* **TASK**
Your reply should hold every entry below exactly as written and none of the pictures.

DATA RECORDS START

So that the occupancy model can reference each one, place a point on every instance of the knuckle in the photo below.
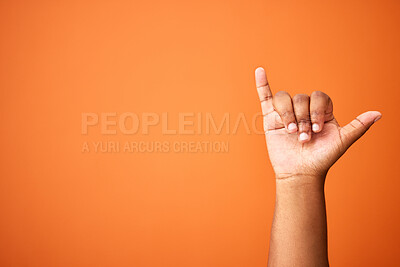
(318, 94)
(317, 113)
(300, 98)
(281, 93)
(304, 121)
(287, 114)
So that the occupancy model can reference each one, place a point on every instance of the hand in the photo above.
(303, 137)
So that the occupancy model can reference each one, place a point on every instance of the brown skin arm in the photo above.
(304, 140)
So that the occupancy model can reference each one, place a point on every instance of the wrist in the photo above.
(301, 182)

DATA RECORDS END

* **EXERCISE ANSWER**
So that the occupancy model can reference each one, place a point on every instance of the knuckle in the photo below.
(318, 94)
(317, 113)
(300, 98)
(281, 93)
(304, 121)
(287, 114)
So that the occupancy model can reference each one, place a point on every instance of the hand in the photo above.
(303, 137)
So that the occupancy model can reference each one, place a point on every instance of the brown skin arm in the photo above.
(304, 140)
So that the occupancy model can reference each one, place a point on every instance of the wrist in the photo above.
(301, 182)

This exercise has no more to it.